[Materials provided — start]

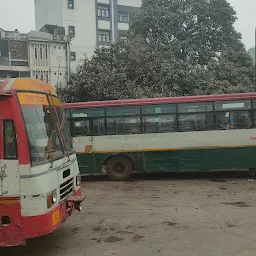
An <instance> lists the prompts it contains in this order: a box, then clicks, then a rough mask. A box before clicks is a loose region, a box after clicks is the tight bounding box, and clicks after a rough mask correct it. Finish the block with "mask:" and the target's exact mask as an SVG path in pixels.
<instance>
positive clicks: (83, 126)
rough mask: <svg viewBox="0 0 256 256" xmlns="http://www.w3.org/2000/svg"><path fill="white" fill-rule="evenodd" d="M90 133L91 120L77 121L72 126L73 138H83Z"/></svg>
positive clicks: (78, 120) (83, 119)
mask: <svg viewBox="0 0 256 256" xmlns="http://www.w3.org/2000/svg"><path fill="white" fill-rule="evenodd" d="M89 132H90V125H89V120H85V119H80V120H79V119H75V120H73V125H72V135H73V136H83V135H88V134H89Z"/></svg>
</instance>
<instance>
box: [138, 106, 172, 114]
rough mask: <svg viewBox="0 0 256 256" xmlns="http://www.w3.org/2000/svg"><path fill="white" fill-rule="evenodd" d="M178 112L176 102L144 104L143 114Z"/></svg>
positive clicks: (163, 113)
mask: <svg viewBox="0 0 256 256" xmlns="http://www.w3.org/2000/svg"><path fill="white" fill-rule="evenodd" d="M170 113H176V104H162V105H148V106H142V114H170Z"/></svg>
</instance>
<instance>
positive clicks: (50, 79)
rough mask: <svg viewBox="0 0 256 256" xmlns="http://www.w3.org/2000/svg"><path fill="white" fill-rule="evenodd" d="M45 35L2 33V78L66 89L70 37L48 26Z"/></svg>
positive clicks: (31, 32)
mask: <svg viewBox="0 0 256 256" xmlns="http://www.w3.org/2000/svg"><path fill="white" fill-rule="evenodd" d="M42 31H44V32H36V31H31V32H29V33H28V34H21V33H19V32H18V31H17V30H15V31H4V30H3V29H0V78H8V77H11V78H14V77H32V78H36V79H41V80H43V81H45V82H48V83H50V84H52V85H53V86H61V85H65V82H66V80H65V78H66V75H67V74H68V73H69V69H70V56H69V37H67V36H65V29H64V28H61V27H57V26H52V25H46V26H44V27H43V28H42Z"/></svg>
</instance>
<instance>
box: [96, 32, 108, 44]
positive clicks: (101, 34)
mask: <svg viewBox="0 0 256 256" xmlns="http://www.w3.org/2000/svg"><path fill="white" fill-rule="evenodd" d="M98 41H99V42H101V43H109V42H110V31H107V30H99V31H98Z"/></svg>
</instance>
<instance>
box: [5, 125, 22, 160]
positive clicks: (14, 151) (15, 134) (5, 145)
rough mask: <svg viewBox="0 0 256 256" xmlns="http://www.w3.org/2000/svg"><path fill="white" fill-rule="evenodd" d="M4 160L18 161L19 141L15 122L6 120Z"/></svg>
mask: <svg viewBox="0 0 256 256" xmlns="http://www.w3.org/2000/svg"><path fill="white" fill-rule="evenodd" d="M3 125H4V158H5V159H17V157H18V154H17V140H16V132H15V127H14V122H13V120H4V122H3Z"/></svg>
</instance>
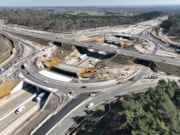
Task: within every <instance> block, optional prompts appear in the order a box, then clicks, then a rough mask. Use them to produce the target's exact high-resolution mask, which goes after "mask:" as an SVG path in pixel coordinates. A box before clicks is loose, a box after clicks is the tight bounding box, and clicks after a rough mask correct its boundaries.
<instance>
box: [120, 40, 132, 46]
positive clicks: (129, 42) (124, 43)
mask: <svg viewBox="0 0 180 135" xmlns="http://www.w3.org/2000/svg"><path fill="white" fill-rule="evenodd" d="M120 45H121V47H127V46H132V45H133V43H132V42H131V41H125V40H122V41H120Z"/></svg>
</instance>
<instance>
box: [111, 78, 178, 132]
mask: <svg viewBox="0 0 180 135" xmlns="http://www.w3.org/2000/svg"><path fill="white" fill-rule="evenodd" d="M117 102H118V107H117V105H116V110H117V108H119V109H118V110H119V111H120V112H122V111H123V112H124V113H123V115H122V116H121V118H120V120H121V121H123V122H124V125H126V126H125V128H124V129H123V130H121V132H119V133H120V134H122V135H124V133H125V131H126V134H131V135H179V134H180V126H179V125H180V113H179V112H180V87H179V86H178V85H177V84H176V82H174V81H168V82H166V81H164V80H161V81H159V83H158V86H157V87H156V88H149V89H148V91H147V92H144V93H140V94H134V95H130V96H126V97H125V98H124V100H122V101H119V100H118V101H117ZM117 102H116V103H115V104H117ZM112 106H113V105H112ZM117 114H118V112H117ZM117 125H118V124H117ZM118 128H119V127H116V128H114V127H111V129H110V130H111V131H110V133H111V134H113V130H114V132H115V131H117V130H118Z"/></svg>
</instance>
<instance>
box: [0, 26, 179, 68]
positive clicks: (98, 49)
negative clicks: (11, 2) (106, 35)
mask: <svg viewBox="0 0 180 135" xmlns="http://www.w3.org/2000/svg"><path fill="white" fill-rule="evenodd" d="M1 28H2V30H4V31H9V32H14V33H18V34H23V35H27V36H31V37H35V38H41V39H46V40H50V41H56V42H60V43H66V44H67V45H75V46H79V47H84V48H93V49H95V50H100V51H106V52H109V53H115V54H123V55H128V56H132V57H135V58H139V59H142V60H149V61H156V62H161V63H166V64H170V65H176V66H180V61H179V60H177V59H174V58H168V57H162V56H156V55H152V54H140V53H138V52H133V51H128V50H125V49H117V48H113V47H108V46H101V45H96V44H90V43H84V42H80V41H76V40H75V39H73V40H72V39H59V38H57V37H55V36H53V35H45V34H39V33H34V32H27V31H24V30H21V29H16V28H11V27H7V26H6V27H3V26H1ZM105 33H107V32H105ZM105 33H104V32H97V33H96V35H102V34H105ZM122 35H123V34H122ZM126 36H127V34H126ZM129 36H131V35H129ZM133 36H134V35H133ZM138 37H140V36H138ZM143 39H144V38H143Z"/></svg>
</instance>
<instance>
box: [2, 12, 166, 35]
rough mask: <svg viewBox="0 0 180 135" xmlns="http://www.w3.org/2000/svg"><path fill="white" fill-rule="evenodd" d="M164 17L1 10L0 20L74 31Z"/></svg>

[Materials provided — finish]

Directions:
Find every line in the entries above that contains the string "block" and copy each of those lines. Treat uppercase and lowercase letters as distinct.

Completed task:
An <instance> lists the prompts it contains in this order: a box, then clicks, then a rough mask. A box before clicks is a loose region, a box after clicks is the tight bounding box, and clicks after a rough mask correct it. Finish the block with "mask:" and the target's exact mask as an SVG path in pixels.
Task: within every <instance> block, optional prompts appear in the order a box, then clicks, then a rough mask. Use them to produce the target's exact high-resolution mask, which goes after "mask:" as an SVG path in pixel coordinates. A box before clicks is loose, a box after clicks is the tight bounding box, and clicks after a rough mask correct its boundaries.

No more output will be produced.